### [WORK ORDER]
Can you retype only the lines from the one with "Tag the person's" through the final line of the material, exactly as given?

========================

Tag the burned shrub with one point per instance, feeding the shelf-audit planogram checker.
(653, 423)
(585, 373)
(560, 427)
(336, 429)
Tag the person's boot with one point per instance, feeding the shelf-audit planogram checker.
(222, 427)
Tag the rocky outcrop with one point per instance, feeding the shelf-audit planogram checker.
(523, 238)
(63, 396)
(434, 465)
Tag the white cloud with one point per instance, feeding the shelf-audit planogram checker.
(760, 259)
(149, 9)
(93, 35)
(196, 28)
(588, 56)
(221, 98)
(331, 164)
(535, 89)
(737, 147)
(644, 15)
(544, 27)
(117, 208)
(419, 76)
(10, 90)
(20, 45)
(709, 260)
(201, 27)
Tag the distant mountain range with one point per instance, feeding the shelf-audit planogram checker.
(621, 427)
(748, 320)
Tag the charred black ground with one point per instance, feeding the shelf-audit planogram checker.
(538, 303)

========================

### [EXERCISE OUTPUT]
Tag the person's boot with one point per instance, feeding the shelf-audit planogram checker.
(222, 427)
Tag the rocky outcrop with one point per instance, feeding the shelf-audit planogram checker.
(523, 238)
(63, 396)
(434, 465)
Tag the white cloud with one point per instance, feeding the shelf-audit planogram checker.
(760, 259)
(149, 9)
(93, 35)
(196, 28)
(588, 56)
(221, 98)
(331, 164)
(535, 89)
(737, 147)
(644, 15)
(544, 27)
(117, 208)
(419, 76)
(10, 90)
(20, 45)
(709, 260)
(201, 27)
Tag the distant mountain range with one point per instance, feeding the shelf-audit planogram checker.
(621, 427)
(748, 320)
Tag the charred black ground with one point per instance, feeding the shelf-audit planogram checker.
(538, 303)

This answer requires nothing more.